Data excerpts Block Start

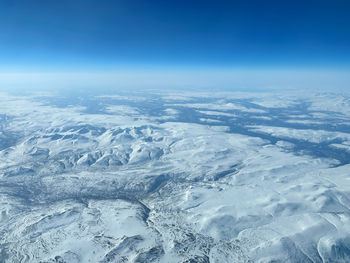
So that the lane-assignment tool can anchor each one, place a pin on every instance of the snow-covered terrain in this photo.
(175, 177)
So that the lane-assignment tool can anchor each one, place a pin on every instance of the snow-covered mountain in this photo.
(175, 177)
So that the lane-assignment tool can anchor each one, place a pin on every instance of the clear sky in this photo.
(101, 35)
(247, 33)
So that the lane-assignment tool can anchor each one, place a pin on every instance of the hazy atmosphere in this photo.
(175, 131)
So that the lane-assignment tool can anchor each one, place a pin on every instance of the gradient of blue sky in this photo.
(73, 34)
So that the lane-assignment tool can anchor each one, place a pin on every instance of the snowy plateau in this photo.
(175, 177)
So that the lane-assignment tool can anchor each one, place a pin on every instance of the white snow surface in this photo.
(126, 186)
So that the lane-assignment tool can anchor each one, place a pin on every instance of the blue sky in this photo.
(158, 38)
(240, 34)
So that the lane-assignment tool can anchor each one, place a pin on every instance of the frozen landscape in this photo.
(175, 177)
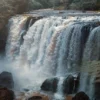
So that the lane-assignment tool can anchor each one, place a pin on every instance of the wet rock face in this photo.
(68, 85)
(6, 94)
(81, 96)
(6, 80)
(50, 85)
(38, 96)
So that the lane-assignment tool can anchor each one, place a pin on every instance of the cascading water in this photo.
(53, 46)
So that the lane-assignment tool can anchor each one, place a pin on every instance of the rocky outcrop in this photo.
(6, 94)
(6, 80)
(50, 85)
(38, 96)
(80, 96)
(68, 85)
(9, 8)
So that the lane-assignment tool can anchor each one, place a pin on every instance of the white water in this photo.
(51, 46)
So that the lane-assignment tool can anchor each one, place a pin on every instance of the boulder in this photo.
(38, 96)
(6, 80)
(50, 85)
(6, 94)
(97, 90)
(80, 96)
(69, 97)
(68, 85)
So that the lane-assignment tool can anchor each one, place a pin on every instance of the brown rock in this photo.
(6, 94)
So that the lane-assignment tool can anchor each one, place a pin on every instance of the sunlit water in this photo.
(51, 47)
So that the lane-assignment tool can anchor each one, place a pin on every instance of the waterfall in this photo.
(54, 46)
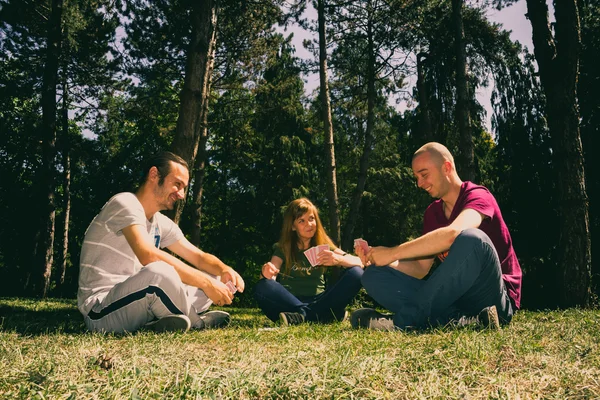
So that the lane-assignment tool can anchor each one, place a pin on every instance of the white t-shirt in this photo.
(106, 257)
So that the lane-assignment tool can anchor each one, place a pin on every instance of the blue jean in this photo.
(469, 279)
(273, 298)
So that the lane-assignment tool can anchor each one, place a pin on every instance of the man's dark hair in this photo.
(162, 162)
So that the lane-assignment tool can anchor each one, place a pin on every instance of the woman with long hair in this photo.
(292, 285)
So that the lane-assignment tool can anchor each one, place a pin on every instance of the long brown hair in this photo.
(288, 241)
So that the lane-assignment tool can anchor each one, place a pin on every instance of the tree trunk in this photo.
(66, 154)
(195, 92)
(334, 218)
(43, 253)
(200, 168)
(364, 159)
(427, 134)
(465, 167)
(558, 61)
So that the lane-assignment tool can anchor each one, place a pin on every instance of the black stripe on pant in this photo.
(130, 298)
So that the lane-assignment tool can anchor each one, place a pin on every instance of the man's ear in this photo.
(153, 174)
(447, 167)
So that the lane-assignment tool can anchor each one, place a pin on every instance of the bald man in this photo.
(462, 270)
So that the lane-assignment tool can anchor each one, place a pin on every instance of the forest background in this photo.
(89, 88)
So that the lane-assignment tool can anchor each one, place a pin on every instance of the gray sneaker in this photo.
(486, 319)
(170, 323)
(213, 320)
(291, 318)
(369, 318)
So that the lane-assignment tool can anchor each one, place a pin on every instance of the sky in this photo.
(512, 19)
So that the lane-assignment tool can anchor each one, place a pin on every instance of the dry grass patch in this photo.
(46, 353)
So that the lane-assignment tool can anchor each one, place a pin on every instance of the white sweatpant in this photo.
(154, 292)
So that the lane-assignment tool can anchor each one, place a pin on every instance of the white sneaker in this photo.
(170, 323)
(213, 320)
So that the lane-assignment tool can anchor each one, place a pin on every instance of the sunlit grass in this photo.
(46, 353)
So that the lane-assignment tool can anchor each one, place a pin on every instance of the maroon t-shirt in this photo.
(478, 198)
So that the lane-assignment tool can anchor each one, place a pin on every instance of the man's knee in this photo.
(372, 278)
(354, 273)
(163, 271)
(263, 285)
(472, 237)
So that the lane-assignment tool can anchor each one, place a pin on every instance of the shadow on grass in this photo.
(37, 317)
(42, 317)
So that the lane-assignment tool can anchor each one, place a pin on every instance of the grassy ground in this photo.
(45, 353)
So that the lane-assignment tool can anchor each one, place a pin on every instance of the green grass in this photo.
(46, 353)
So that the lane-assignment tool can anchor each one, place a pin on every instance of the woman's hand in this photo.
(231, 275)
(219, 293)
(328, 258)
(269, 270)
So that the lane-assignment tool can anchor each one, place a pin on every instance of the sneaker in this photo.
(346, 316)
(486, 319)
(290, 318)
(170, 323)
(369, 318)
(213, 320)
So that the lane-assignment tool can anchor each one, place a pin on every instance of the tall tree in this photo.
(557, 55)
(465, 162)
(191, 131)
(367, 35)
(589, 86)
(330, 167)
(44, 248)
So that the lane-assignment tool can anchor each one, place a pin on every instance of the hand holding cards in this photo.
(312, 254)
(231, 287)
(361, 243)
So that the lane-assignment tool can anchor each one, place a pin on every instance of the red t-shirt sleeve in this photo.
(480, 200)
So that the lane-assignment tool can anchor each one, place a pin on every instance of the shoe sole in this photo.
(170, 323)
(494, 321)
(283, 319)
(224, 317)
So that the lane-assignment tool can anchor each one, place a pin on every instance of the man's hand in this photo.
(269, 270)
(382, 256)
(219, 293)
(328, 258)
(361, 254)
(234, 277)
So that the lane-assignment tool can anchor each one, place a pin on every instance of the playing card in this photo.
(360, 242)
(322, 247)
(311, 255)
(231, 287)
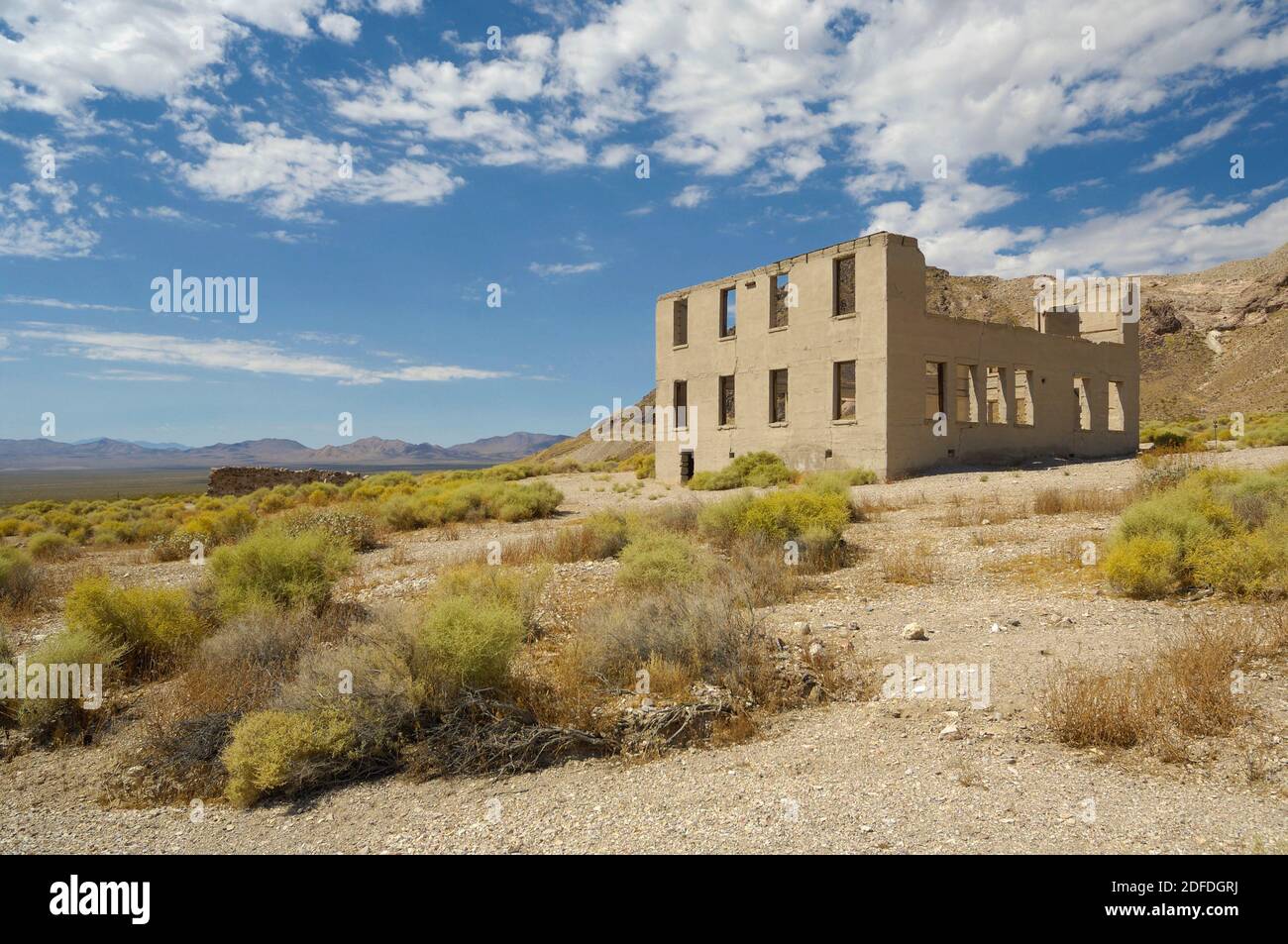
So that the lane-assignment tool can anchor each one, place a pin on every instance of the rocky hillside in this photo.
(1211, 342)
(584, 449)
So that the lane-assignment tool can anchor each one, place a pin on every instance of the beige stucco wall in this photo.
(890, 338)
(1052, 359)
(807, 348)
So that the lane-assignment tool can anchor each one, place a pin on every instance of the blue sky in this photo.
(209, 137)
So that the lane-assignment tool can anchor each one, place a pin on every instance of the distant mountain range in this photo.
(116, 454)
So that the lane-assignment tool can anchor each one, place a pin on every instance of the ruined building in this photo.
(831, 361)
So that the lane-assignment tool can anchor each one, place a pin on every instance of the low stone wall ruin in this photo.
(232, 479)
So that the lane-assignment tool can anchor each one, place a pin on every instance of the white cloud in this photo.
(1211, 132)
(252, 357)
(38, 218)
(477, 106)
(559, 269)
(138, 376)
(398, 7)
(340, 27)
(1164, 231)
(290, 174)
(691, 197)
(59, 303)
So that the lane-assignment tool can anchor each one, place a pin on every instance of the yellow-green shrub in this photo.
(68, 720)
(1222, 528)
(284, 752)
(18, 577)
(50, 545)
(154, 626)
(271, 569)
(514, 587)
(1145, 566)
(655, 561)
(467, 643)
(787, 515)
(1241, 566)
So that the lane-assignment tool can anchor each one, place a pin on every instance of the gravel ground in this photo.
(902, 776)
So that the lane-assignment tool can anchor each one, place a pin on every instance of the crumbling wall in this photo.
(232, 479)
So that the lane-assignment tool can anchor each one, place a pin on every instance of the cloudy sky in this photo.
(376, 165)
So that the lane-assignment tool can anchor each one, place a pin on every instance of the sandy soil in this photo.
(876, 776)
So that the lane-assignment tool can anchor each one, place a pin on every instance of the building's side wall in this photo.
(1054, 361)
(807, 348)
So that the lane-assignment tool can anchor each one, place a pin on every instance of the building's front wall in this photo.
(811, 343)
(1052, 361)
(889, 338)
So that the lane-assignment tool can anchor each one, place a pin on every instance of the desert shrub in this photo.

Data excerpts Block End

§ Work item
Your answer must consist solely of the lines from the one containing "yellow-green shrub in this photo." through the last line of the entries, reproduced exactly.

§ Response box
So that the lane-assignment tool can anchor each one, place a pin on every instance of the yellow-green shrub in this photo.
(68, 720)
(1222, 528)
(284, 752)
(18, 577)
(50, 545)
(154, 626)
(271, 569)
(514, 587)
(1145, 566)
(655, 561)
(467, 643)
(787, 515)
(1241, 566)
So that the lane-assignment tool can anchor each one, place a pin on every instance of the gravel ground in this photo.
(902, 776)
So that the lane-assignment tool can anchor each one, place a pin on every instance of the crumbling wall in this photo.
(232, 479)
So that the lane-assignment tool can anchor each one, place a pin on every instance of the cloudy sky in this photo.
(376, 165)
So that the lane-assignment tool can anchor each one, place a pin on every instance of the sandy soil in this photo.
(876, 776)
So that the lane-assignment tool can anchor each one, place a pin on every instance of the building's side wall in this photo.
(1054, 361)
(807, 348)
So that the lane-assignment tool can anchor each one, place a pin on every instance of the building's front wall in this photo.
(811, 343)
(1052, 361)
(889, 338)
So that the lane-assignment tool can anchor each one, place a pin on every instance of the desert shrub in this photo.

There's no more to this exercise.